[begin The records]

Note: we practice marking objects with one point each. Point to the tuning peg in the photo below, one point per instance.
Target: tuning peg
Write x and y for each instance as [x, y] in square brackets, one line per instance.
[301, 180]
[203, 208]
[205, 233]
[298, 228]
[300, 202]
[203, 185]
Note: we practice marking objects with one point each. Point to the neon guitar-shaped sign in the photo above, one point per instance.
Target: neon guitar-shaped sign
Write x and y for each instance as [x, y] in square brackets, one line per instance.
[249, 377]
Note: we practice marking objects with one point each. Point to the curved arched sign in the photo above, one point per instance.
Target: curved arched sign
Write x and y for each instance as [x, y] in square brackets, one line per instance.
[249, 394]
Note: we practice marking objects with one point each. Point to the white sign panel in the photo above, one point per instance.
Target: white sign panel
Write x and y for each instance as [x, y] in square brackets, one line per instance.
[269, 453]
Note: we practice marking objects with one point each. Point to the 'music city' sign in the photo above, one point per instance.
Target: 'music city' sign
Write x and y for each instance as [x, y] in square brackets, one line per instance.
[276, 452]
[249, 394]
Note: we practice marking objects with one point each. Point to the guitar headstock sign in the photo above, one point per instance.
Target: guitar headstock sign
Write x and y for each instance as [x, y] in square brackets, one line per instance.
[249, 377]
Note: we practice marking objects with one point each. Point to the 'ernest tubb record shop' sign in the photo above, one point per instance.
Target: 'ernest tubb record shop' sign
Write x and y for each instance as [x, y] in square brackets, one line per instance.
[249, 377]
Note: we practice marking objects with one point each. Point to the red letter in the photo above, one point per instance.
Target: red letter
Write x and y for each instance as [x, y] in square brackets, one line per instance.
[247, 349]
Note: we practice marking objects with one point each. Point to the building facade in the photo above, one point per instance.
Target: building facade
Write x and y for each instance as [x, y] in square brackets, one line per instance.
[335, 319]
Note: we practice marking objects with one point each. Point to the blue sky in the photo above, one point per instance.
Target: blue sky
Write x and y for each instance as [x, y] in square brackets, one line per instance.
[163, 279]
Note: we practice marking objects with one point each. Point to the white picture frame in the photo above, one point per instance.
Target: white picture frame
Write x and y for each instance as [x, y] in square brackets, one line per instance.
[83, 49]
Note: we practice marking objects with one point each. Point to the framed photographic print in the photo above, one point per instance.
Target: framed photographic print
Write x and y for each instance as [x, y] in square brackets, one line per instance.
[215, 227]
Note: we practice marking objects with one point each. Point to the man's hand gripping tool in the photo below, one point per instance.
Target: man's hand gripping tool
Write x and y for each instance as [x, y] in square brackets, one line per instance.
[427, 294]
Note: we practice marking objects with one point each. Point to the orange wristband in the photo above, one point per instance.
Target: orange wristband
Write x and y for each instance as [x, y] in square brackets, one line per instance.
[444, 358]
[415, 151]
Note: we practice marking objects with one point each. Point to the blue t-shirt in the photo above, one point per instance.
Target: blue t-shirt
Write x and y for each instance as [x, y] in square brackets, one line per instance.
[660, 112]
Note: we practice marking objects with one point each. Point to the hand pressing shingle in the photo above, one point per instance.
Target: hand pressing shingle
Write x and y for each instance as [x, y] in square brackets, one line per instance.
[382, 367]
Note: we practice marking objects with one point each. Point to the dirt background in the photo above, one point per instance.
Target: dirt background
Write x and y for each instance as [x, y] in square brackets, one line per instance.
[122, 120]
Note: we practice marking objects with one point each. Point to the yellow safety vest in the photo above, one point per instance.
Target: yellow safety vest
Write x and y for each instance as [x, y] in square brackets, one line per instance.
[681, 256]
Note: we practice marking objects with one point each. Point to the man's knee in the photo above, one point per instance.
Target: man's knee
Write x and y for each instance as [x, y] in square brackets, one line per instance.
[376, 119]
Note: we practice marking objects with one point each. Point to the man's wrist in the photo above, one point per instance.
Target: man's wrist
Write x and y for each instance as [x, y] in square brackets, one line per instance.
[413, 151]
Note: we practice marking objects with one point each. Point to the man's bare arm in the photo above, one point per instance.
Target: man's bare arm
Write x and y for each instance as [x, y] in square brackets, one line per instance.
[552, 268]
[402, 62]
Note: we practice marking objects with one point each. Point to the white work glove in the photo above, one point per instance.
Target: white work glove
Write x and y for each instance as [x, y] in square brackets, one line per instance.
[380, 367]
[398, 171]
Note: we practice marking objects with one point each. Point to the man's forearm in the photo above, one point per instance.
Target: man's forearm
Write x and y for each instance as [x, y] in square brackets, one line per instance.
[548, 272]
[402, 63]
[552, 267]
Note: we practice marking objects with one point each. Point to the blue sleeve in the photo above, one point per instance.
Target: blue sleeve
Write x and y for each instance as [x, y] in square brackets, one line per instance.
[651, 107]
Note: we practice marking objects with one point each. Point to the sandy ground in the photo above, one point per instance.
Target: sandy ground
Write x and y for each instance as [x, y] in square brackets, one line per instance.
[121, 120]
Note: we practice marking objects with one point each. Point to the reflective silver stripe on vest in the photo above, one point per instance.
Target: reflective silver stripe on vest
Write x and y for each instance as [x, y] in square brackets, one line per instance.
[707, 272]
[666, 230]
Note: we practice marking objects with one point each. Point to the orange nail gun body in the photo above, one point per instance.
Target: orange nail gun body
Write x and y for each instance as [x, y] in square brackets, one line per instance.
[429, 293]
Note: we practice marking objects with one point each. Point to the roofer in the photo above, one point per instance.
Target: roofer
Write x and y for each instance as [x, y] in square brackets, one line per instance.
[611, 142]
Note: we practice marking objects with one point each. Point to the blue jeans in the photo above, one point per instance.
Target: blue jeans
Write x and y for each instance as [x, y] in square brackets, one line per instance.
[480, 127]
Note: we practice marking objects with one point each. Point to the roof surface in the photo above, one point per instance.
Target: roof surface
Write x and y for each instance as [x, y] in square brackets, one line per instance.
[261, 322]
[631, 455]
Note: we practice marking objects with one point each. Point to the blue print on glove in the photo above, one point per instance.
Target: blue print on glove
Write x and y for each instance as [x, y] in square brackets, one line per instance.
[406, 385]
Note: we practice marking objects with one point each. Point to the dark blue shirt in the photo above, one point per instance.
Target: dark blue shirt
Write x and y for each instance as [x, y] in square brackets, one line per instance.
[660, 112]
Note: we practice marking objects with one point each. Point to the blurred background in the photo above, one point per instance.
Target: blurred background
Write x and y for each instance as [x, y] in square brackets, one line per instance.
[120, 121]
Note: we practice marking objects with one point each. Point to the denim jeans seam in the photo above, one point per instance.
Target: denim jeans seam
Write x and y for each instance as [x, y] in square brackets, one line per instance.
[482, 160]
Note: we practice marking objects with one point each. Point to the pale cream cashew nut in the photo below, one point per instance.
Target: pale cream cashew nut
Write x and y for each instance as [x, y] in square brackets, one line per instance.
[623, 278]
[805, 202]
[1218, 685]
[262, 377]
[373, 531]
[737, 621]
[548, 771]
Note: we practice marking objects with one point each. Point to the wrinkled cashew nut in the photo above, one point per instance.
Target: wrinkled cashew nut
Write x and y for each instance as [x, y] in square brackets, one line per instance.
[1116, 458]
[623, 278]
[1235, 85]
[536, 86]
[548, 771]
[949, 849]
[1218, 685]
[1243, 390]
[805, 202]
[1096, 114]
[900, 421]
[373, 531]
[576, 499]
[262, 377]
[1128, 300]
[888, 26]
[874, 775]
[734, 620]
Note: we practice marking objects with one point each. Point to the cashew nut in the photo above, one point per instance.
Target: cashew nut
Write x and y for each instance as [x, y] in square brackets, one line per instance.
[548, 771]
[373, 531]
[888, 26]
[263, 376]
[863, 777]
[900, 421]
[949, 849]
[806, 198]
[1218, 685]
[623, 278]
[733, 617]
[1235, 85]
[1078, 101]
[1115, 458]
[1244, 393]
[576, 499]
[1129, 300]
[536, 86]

[end The records]

§ **Short problem**:
Find the line containing "to the blurred" in the material above. Print it and every line after it through the end, exactly and only those.

§ **The completed task**:
Note: we practice marking objects with one point each. Point to the blurred background in the photo above, one point per instance.
Target: blurred background
Write x and y for each instance as [x, y] in square brackets, one line per instance.
[120, 121]
Note: we practice marking objects with one point each. Point to the denim jeans seam in the photo above, one point per instance.
Target: denim jeans seam
Write x and y for each instance as [x, y] in square brackets, one line per instance.
[482, 160]
Note: we practice marking objects with one point each. Point to the pale cream cashew nut in the photo below, one point per instance.
Target: pale cream cashew nut
Write x and y for each instance as [x, y] in square brackets, one line per instance.
[623, 278]
[805, 202]
[1218, 685]
[262, 377]
[373, 531]
[737, 621]
[548, 771]
Note: we practice marking objects with one point each. Point to the wrinkled cashew nut in the photo above, one point per instance.
Target: wrinkled cashew nut
Write x and y for each instance as [x, y] in square brackets, one line per instance.
[1116, 458]
[623, 278]
[1235, 85]
[536, 86]
[548, 771]
[949, 849]
[1218, 685]
[1243, 390]
[805, 202]
[1096, 114]
[900, 421]
[373, 531]
[576, 499]
[262, 377]
[1128, 300]
[888, 26]
[874, 775]
[734, 620]
Note: we practice marking objects with one point each. Point to the cashew nut in the photo above, one point per instance.
Target: cashew nut
Write x and y for each instance as [x, y] in square brackets, one line per instance.
[548, 771]
[373, 531]
[888, 26]
[263, 376]
[863, 777]
[900, 421]
[949, 849]
[806, 198]
[1218, 685]
[623, 278]
[733, 617]
[1235, 85]
[1078, 101]
[1115, 458]
[1244, 393]
[576, 499]
[1129, 300]
[536, 86]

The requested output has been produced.